What you will do —
Add -28 to each x and y coordinate in the answers of the entries, and rewrite every line from the line with "Provide a point for each instance of the white garage" up to and including the line with "x=449, y=286". Reproduce only those lines, changing nothing except the coordinates.

Material for the task —
________________

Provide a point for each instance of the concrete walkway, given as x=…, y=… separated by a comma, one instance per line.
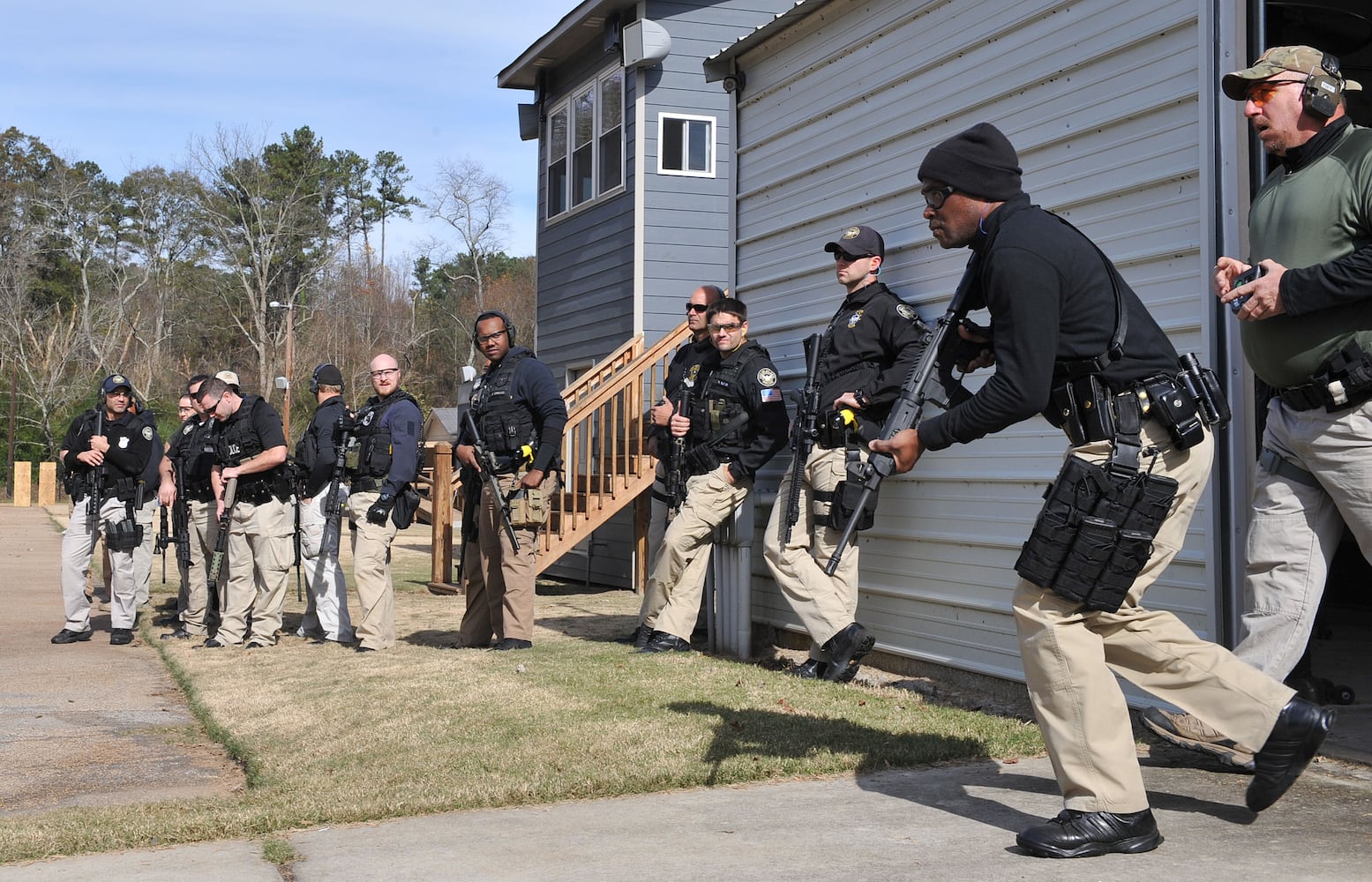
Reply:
x=943, y=823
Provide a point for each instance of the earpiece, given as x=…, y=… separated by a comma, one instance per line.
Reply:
x=1323, y=91
x=509, y=325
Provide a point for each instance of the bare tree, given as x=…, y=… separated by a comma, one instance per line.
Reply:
x=474, y=202
x=266, y=214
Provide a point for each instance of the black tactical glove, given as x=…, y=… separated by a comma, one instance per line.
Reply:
x=380, y=509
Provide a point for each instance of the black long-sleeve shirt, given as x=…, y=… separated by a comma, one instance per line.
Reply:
x=1050, y=295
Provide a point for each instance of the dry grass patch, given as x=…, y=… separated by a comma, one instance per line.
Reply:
x=334, y=736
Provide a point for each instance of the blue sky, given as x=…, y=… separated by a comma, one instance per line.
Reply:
x=131, y=84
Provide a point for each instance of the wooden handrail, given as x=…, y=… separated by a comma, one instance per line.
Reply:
x=604, y=464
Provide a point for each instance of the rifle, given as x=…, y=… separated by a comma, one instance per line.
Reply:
x=803, y=432
x=931, y=380
x=221, y=541
x=677, y=471
x=95, y=481
x=160, y=546
x=182, y=519
x=333, y=538
x=298, y=489
x=469, y=504
x=486, y=471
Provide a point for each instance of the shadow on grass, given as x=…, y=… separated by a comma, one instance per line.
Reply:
x=751, y=731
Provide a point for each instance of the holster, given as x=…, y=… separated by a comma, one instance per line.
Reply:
x=407, y=504
x=124, y=535
x=1095, y=533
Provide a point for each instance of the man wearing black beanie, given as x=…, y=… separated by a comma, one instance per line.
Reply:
x=1073, y=342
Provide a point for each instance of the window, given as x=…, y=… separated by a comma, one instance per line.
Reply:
x=586, y=143
x=686, y=146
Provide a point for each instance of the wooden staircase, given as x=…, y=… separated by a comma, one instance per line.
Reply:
x=604, y=464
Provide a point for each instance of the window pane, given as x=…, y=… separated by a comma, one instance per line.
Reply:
x=582, y=178
x=611, y=161
x=585, y=113
x=558, y=136
x=558, y=163
x=612, y=101
x=699, y=146
x=672, y=135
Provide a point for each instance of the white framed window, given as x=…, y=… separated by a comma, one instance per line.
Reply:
x=686, y=145
x=586, y=143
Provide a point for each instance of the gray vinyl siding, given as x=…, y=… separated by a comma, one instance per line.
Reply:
x=586, y=303
x=1102, y=101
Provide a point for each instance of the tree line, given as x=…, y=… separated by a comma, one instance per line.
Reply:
x=166, y=273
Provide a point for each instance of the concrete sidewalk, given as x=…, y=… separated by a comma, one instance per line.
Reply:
x=948, y=823
x=944, y=823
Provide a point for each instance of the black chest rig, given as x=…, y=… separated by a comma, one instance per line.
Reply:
x=506, y=424
x=195, y=449
x=326, y=420
x=370, y=447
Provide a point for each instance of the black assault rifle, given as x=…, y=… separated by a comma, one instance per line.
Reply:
x=677, y=471
x=221, y=539
x=182, y=519
x=333, y=538
x=803, y=431
x=931, y=380
x=486, y=471
x=95, y=484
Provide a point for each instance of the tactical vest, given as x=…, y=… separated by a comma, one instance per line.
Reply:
x=373, y=439
x=723, y=400
x=197, y=452
x=326, y=420
x=504, y=422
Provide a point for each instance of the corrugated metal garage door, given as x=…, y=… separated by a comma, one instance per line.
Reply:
x=1100, y=98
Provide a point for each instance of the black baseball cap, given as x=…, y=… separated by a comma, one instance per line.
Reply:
x=860, y=242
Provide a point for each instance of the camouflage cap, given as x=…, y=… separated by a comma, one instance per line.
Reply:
x=1301, y=59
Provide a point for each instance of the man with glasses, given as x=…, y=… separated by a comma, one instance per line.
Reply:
x=682, y=373
x=736, y=424
x=1075, y=343
x=1307, y=333
x=519, y=413
x=382, y=464
x=251, y=452
x=869, y=348
x=104, y=452
x=185, y=469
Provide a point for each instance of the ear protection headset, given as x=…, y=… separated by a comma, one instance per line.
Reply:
x=1322, y=92
x=509, y=325
x=314, y=380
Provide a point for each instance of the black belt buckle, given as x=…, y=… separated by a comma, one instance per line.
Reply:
x=1307, y=397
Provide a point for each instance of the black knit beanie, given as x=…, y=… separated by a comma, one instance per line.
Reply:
x=977, y=162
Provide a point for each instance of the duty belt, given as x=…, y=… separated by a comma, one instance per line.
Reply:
x=1312, y=395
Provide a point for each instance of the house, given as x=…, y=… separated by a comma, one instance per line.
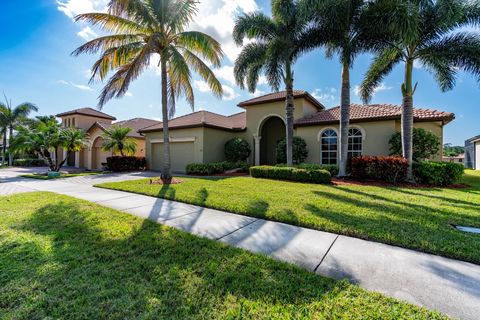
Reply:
x=201, y=136
x=472, y=153
x=94, y=123
x=455, y=159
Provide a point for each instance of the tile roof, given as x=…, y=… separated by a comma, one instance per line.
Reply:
x=87, y=112
x=361, y=113
x=136, y=124
x=235, y=122
x=279, y=96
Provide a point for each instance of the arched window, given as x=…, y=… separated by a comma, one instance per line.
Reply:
x=329, y=147
x=355, y=139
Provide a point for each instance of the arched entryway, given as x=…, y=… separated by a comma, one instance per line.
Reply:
x=272, y=131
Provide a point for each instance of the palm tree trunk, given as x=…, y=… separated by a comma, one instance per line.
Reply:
x=10, y=155
x=344, y=119
x=407, y=118
x=166, y=172
x=4, y=146
x=289, y=108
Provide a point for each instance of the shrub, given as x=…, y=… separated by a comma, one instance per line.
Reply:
x=291, y=174
x=215, y=167
x=390, y=169
x=333, y=169
x=437, y=173
x=300, y=151
x=425, y=144
x=35, y=162
x=237, y=149
x=118, y=164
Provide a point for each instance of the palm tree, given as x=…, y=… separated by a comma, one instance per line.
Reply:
x=348, y=29
x=139, y=31
x=116, y=139
x=431, y=33
x=279, y=42
x=11, y=117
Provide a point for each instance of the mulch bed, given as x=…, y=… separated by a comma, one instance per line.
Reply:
x=351, y=182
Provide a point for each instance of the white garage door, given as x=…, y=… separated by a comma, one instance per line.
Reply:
x=181, y=154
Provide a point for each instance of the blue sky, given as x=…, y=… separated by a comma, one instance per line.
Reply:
x=38, y=36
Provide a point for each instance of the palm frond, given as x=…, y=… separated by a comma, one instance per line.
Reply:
x=381, y=65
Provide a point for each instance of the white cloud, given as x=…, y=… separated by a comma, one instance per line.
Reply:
x=217, y=18
x=78, y=86
x=87, y=34
x=381, y=87
x=229, y=93
x=325, y=96
x=71, y=8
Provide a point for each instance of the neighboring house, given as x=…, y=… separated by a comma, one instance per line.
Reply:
x=95, y=123
x=472, y=153
x=201, y=136
x=455, y=159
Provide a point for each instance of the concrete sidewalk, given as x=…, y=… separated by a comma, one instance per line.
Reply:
x=449, y=286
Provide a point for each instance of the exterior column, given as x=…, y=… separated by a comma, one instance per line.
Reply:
x=257, y=149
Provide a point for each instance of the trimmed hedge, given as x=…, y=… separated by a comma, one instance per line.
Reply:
x=333, y=169
x=118, y=164
x=237, y=149
x=390, y=169
x=215, y=167
x=291, y=174
x=35, y=162
x=437, y=173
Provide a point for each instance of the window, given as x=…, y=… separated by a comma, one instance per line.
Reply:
x=329, y=147
x=354, y=143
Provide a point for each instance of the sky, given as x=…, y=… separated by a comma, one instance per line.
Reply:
x=37, y=37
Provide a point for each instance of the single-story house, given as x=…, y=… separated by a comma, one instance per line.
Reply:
x=200, y=136
x=455, y=159
x=94, y=123
x=472, y=153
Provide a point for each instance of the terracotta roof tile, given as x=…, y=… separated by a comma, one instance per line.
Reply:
x=87, y=112
x=278, y=96
x=360, y=112
x=234, y=122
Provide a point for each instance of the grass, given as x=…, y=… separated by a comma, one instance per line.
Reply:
x=66, y=258
x=67, y=175
x=419, y=219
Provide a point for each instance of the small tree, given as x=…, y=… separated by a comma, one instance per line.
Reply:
x=300, y=151
x=44, y=137
x=237, y=149
x=425, y=144
x=116, y=139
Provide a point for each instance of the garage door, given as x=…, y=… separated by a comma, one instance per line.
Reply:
x=181, y=154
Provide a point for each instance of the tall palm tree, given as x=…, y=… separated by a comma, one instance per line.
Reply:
x=140, y=30
x=279, y=42
x=116, y=139
x=433, y=34
x=349, y=34
x=11, y=117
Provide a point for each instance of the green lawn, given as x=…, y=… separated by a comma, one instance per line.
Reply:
x=67, y=175
x=66, y=258
x=413, y=218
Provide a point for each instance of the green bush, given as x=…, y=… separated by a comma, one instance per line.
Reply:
x=215, y=167
x=437, y=173
x=426, y=145
x=333, y=169
x=35, y=162
x=119, y=164
x=300, y=151
x=237, y=149
x=291, y=174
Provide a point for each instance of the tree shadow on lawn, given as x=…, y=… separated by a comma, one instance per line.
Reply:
x=128, y=268
x=397, y=223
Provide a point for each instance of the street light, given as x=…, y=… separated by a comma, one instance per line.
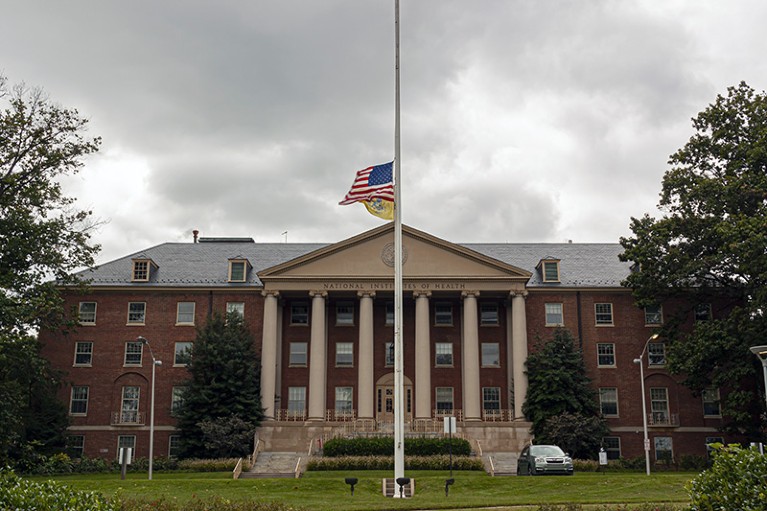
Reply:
x=155, y=363
x=761, y=352
x=644, y=404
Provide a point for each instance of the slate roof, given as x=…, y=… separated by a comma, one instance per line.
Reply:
x=594, y=265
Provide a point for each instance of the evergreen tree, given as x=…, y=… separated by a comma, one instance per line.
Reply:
x=558, y=386
x=224, y=389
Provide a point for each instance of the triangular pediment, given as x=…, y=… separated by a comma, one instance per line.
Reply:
x=369, y=257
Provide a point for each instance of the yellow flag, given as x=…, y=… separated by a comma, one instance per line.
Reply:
x=380, y=208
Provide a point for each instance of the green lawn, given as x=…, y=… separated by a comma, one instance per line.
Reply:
x=327, y=490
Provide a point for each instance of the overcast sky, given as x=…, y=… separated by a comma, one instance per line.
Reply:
x=522, y=121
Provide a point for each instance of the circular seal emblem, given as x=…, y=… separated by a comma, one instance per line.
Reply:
x=387, y=255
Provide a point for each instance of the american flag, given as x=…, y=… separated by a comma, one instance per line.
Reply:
x=372, y=183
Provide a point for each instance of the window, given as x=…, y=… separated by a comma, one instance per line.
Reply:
x=444, y=400
x=443, y=314
x=129, y=411
x=176, y=400
x=608, y=401
x=79, y=402
x=75, y=446
x=491, y=354
x=235, y=308
x=653, y=315
x=345, y=313
x=659, y=405
x=656, y=353
x=133, y=352
x=185, y=313
x=491, y=398
x=343, y=400
x=183, y=354
x=443, y=354
x=711, y=406
x=703, y=312
x=612, y=446
x=299, y=314
x=136, y=312
x=83, y=353
x=86, y=313
x=603, y=313
x=554, y=315
x=174, y=446
x=238, y=270
x=664, y=448
x=606, y=355
x=296, y=401
x=298, y=354
x=344, y=354
x=488, y=314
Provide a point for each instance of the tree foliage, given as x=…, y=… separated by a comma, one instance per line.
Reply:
x=558, y=387
x=43, y=238
x=224, y=390
x=710, y=245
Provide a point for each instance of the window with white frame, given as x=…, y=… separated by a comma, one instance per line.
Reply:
x=444, y=399
x=491, y=354
x=182, y=353
x=83, y=353
x=603, y=313
x=345, y=314
x=86, y=313
x=344, y=400
x=78, y=404
x=298, y=354
x=606, y=354
x=296, y=400
x=711, y=404
x=443, y=314
x=656, y=353
x=443, y=354
x=133, y=352
x=554, y=315
x=185, y=313
x=491, y=399
x=653, y=315
x=488, y=314
x=299, y=313
x=344, y=354
x=608, y=401
x=136, y=313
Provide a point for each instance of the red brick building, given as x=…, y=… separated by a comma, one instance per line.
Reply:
x=323, y=316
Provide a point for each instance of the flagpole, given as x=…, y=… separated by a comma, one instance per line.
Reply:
x=399, y=408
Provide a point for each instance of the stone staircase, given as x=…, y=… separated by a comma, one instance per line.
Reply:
x=274, y=464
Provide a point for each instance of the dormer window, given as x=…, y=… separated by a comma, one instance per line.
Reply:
x=549, y=269
x=238, y=270
x=142, y=270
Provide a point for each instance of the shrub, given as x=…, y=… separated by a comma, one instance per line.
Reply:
x=736, y=480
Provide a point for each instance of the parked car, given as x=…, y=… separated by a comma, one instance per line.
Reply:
x=544, y=459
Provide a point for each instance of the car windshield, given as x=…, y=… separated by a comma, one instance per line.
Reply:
x=546, y=450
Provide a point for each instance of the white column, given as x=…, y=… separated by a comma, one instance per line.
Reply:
x=519, y=347
x=269, y=354
x=365, y=377
x=472, y=398
x=317, y=358
x=422, y=356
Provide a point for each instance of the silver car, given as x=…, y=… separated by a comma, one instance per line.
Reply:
x=544, y=459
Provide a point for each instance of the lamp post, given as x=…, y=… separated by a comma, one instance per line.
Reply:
x=155, y=363
x=644, y=404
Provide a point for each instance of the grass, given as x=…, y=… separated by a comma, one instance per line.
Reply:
x=326, y=491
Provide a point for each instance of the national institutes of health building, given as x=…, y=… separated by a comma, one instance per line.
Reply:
x=323, y=315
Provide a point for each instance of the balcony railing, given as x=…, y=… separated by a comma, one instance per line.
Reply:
x=128, y=418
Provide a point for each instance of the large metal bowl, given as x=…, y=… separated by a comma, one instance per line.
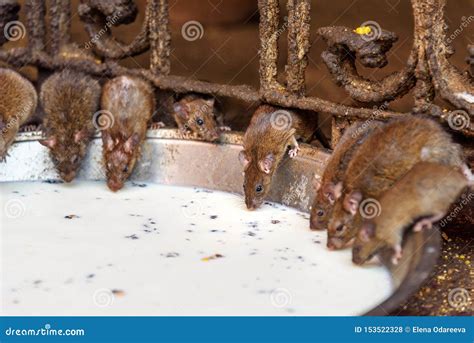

________________

Task result —
Provide a point for each instance of the white garage door, given as x=…, y=… separated by a comma, one instance per line.
Reply:
x=153, y=126
Provide a point for each instance of the blue sky, given as x=…, y=… separated by a comma, one instance per line.
Reply:
x=10, y=8
Provide a point for each instance of the palm frond, given as x=…, y=… separated by a comma, one instance per line.
Reply:
x=353, y=37
Provide a point for each instance of the white cloud, given as x=…, y=… separated by a comma, one instance per line.
Reply:
x=189, y=-10
x=50, y=58
x=59, y=6
x=353, y=59
x=201, y=65
x=297, y=68
x=43, y=-20
Provide a point for each instance of the neighboring house, given as x=…, y=… separated by a comma, one instance per line.
Reply:
x=67, y=95
x=444, y=125
x=173, y=108
x=427, y=131
Provide a point for each instance of the concrete sidewalk, given as x=…, y=… separated by a comma, one instance per line.
Reply:
x=421, y=258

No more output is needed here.